- [What you need to do]:
Extend the passage on children's sleep, exercise, and screen time, picking up right after its final sentence.

- [Page extract]:
Sleep and exercise represent health behaviors that are also directly related to psychosocial, academic, and professional experiences. It is difficult to make general recommendations that are applicable throughout childhood, as many critical developmental phases necessitate different amounts of sleep, but sweet spots before adulthood seem to occur between 8 and 11 hours. Recommendations for daily exercise in childhood, linked to decreases in depressive symptoms, ADHD-type symptoms, anxiety, psychosis, and positive academic outcomes, also vary but tend to support the notion that consistent exercise can reduce distress.

To examine the unique and combined relationships between sleep, exercise, and screen time on cognitive functioning, authors used data from 21 study sites across the United States from 2016 to 2016. Participants (N = 4524) were children aged 8-11 recruited through probability sampling in both public and private schools in the US across catchment areas in proximity to study sites. Data from the current study were obtained from a larger ABCD longitudinal study ultimately intended to track health behaviors and brain development through childhood and adolescence.

Health patterns and behaviors were measured via self-report, and global cognition was assessed using the National Institutes of Health (NIH) Toolbox. The NIH Toolbox measure encapsulates six cognitive domains: language abilities, episodic memory, executive function, attention, working memory, and processing speed. Secondary reflections of cognitive functioning were gathered through assessment of fluid intelligence (cognitive flexibility) and crystallized intelligence (acquired knowledge).

Overall, the researchers found that children 8-11 years-of-age:

  • sleep an average of nine hours each night,
  • are active for an average of at least sixty minutes approximately four days a week, and
  • engage in an average of four hours of recreational screen time each day.

The results indicate a strong relationship between screen time, sleep, and cognitive outcomes, whereas exercise seemed to be more closely associated with health outcomes not reflected in cognition.

- [Provided data]:
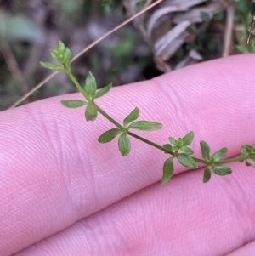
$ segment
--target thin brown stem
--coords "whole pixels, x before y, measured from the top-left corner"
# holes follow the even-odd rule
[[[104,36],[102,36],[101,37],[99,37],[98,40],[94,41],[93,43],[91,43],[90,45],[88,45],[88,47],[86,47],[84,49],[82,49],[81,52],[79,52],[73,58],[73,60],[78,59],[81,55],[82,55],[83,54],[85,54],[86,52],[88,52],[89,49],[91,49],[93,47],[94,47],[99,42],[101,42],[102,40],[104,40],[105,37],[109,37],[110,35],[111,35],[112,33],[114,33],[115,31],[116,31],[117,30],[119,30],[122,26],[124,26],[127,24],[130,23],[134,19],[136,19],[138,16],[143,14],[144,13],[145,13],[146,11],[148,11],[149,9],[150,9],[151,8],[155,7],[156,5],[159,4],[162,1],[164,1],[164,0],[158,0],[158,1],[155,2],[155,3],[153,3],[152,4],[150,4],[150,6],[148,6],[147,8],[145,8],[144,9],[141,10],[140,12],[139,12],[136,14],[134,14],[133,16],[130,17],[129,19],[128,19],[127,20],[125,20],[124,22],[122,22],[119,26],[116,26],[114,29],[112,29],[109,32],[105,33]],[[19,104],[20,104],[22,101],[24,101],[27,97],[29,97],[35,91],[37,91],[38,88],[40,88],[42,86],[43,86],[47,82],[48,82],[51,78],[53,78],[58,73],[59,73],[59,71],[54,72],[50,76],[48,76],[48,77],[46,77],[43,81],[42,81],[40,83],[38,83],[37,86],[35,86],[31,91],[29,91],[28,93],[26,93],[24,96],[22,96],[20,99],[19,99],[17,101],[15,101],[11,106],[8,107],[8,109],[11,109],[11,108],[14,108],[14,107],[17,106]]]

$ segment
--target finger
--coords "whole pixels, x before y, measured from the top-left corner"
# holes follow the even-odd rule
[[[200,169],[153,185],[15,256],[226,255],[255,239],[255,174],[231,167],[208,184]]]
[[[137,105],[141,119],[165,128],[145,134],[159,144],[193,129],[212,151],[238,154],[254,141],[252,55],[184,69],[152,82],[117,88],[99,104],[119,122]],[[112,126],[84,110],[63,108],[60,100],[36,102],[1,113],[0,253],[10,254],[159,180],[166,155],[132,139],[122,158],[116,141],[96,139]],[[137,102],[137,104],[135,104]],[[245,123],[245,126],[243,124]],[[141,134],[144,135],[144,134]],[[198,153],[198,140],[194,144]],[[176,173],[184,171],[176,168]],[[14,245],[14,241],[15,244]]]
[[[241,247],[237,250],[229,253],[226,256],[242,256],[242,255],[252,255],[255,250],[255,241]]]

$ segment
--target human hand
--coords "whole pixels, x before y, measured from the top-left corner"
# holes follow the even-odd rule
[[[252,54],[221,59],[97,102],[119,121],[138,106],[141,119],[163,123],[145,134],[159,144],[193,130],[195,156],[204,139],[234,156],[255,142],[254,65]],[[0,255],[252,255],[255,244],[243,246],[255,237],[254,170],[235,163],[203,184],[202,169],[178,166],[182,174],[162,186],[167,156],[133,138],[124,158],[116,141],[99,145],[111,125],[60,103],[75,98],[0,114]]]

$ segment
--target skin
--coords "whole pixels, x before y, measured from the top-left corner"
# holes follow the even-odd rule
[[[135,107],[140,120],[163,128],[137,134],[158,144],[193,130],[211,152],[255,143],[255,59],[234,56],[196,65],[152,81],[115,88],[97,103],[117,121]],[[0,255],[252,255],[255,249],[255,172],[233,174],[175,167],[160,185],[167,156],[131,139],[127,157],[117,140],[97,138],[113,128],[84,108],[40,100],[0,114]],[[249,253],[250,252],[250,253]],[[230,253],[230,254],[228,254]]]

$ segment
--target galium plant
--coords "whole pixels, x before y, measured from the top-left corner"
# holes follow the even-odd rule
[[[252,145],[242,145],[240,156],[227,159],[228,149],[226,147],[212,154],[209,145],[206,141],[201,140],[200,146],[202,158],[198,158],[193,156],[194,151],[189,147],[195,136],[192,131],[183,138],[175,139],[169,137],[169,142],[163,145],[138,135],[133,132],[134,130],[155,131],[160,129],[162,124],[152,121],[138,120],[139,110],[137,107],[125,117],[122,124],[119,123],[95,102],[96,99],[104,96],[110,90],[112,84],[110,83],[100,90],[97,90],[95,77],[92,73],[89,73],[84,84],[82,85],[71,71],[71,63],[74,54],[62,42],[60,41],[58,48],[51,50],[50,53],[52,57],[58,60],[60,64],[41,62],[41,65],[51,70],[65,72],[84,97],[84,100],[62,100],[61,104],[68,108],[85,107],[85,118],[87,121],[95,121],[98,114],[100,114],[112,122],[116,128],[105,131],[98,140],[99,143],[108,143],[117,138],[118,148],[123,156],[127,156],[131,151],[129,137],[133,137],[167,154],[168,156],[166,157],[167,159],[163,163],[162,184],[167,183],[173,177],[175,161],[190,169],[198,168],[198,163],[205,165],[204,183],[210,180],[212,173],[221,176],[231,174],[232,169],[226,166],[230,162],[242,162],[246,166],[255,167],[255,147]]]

- [Response box]:
“We found that meeting all three movement behaviour recommendations in the Canadian 24 h movement behavior guidelines [were] associated with superior global cognition compared with meeting no recommendations, with meeting the screen time recommendation alone or the screen time plus sleep recommendations having the strongest associations,” the researchers write. “Meeting the physical activity recommendations—alone or in combination with one other recommendation—showed no association with global cognition. Similar findings were seen for the secondary measures of crystallised and fluid intelligence.”

Limitations to the current study include reliance on child self-report measures to reflect health behaviors, the potential influence of unmeasured variables not involved in the analysis on cognition, and fact that data analyzed were collected at only one time-point. Future research could assess health behaviors using techniques beyond self-report and in addition to one single cognitive assessment.

While there may be more to cognitive functioning than what is reflected in global, fluid, and crystallized intelligence, the relationship between children’s day-to-day behavioral patterns and cognitive functioning identified in Walsh and colleagues’ findings is compelling. More than 50% of children are exceeding the recommended two-hour threshold for screen time, and more than 80% are not getting enough exercise.

It is hard to think straight if you can’t sleep, it’s hard to think straight when you’re surrounded with distracting technology, and it’s hard to stay healthy when you lead a sedentary lifestyle. During foundational developmental phases, a combination of these three barriers can be detrimental to the thinking processes required in introspection, relationship building and maintenance, and school performance.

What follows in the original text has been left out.